[Coordinate labeling records]
#####

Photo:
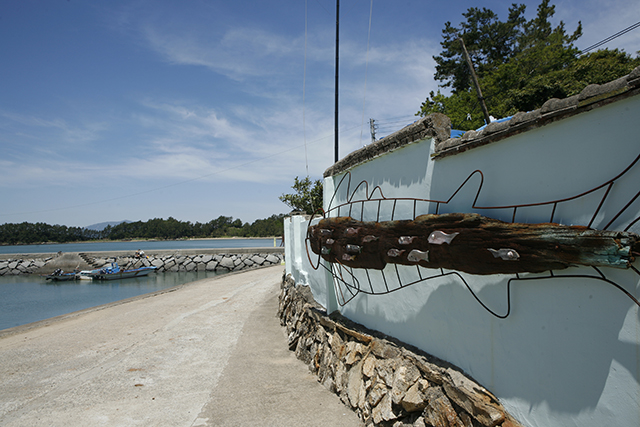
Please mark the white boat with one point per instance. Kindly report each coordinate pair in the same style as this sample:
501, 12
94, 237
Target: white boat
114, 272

#####

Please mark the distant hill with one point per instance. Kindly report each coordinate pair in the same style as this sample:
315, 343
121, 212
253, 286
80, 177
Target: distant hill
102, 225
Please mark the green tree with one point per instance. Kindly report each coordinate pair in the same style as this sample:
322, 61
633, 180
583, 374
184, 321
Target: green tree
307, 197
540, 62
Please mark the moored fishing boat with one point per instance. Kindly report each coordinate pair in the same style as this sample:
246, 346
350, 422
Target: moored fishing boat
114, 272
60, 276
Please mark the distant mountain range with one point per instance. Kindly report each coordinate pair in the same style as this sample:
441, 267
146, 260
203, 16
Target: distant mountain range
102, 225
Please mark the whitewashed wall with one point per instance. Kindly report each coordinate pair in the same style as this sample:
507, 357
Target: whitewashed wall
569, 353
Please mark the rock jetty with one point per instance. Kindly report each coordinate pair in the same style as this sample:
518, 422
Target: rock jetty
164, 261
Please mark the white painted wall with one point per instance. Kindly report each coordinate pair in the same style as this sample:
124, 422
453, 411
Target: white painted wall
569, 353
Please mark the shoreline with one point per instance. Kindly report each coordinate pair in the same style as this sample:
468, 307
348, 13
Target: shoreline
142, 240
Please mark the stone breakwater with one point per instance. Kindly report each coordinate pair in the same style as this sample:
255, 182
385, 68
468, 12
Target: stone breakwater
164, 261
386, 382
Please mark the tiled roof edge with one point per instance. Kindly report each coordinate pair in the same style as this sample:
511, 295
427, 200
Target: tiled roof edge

#####

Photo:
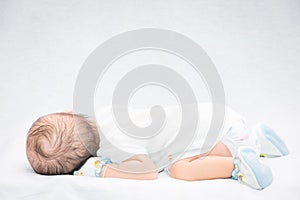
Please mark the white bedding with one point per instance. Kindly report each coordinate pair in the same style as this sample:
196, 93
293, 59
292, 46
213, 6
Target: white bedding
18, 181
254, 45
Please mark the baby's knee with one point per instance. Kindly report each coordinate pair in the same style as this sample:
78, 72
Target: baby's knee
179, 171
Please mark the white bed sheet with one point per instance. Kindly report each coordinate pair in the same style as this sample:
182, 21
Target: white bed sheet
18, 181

#####

● **DIRECTIVE**
In the records above, how many lines contain the word "whitewashed"? Give only the number.

● **ANSWER TO THE PROBLEM**
2